■ STATED GOAL 1
In the Web Tap passage, reproduce everything from "We installed the" down to "any other alarms.", substituting "desktop machine" for "workstation".
■ STATED GOAL 2
Condense the paragraph of the Web Tap passage that begins "The time of day filter was initially configured" into a short bulleted list of its main facts.
■ STATED GOAL 3
Please extend the Web Tap passage with a further paragraph that follows on from its last sentence.

■ PROVIDED PASSAGE
+ + + +

The regularity filter results seen in Table 1 consisted of both count and coefficient of variation measurements. We considered the number of false positives generated by this filter to be acceptable (approximately one false alarm every three days). The sites that caused false alarms were only the very popular ones such as and . Many of the sites flagged by the regularity filter were found by the delay time filter as well. The regularity filter did, however, find an additional type of adware that the delay filter was unable to detect: browser search bars. This particular breed of advertising program imbeds itself into the person’s browser and calls back to its host every time the browser opens up as well as throughout browsing sessions. These are different from other adware programs because their callbacks are triggered by human activity and thus cannot easily be differentiated from a person based on inter-request delay times. Web Tap successfully detected sites that used frequent requests with this filter, even if they coincided with human usage.

The time of day filter was initially configured so that the first week of the 40-day period was used for training. After seeing preliminary results, we lengthened the training time to the first two weeks of the 40-day period in order to increase the effectiveness of the filter. During the first two weeks, no alerts were generated because all requests were representative of normal activity. It is important to note, however, that for the training period, spyware and adware programs were active. We did not attempt to remove fixed-length timer or other non-human activity from the training data. The effectiveness of training could be improved to generate more true positives by removing traffic for sites which set off the delay time or regularity alarms. Nevertheless, we were still able to detect programs such as Gator and Wildtangent even though they had been active during the training period.

2 Filter Performance for HTTP Tunnels and a Web Backdoor Program

For the purposes of this experiment, we used several available programs that help tunnel TCP traffic over HTTP. These included Wsh [12], Hopster[18] , and Firepass [11]. The programs we tested are primarily designed to help people inside a network bypass firewall restrictions, for example, to get a shell from a firewalled machine to a remote machine outside the network. We also included a backdoor program that we designed, Tunl which allows a user (hacker) outside the network to get a shell on a machine inside the firewalled network. We present the results from running these four programs in the following sections.

1 Third Party HTTP Tunnels

We installed the three tunneling programs on a workstation using the Web Tap proxy and attempted to send out information using each. Web Tap was immediately able to detect both Wsh and Firepass since they used custom header fields in their requests. After the initial connection, we were unable to successfully transfer any data using Firepass. Wsh did work properly, and it was detected by Web Tap’s single request size filter upon transferring a small file (approximately 5 KB). Wsh, however, had to be initiated by the client and so did not call back or set off any other alarms.

We used Hopster to tunnel traffic from AOL Instant Messenger in our experiments. It began running at 10:30 PM and no messages were sent during the night. The next day, 10 KB of data was sent out around Noon. Hopster was not detected immediately like Firepass and Wsh because it used browser-like request headers. Unlike the other two programs, Hopster did make frequent callbacks to the server that were detected by Web Tap’s regularity filter after 80 minutes, delay time filter after two hours, and 20 KB daily bandwidth filter after three hours.

+ + + +

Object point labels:
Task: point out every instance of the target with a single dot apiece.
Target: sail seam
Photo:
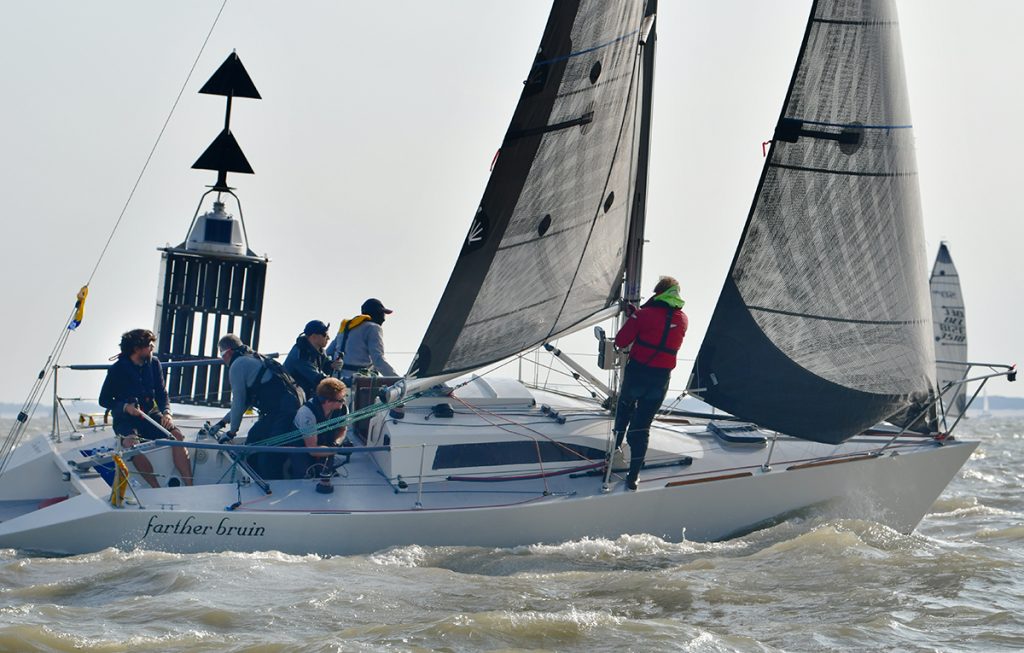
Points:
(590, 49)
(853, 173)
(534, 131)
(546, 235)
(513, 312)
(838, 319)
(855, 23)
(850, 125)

+ + + +

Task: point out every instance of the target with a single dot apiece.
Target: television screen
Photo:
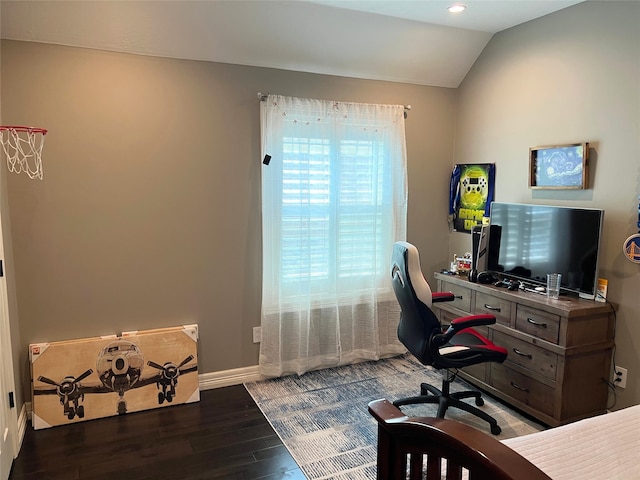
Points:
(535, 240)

+ + + +

■ FINAL RESULT 1
We installed the three tunneling programs on a desktop machine using the Web Tap proxy and attempted to send out information using each. Web Tap was immediately able to detect both Wsh and Firepass since they used custom header fields in their requests. After the initial connection, we were unable to successfully transfer any data using Firepass. Wsh did work properly, and it was detected by Web Tap’s single request size filter upon transferring a small file (approximately 5 KB). Wsh, however, had to be initiated by the client and so did not call back or set off any other alarms.

■ FINAL RESULT 2
- The time of day filter was first set to train on the first week of the 40-day period.
- After preliminary results, training was lengthened to the first two weeks to make the filter more effective.
- No alerts were generated during those two weeks, since all requests were treated as normal activity.
- Spyware and adware programs were active during training, and fixed-length timer and other non-human activity were not removed from the training data.
- Removing traffic for sites that set off the delay time or regularity alarms could improve training and produce more true positives.
- Gator and Wildtangent were still detected even though they had been active during training.

■ FINAL RESULT 3
2 Tunl Design

To further evaluate our system, we also designed a prototype remote shell backdoor called Tunl. It is made to simulate the situation described in Section 3.2, which allows a user (hacker) outside the network to get a shell on a machine inside the firewalled network. Tunl is written for Windows, a popular target for hackers. It consists of two executables, TunlCli.exe (to run on the compromised host) and TunlServ.exe (to run on hacker’s machine), which together provide a remote command shell on the compromised Windows machine. It is designed to tunnel through an HTTP proxy server, but can be set to go through a non-proxy web connection as well.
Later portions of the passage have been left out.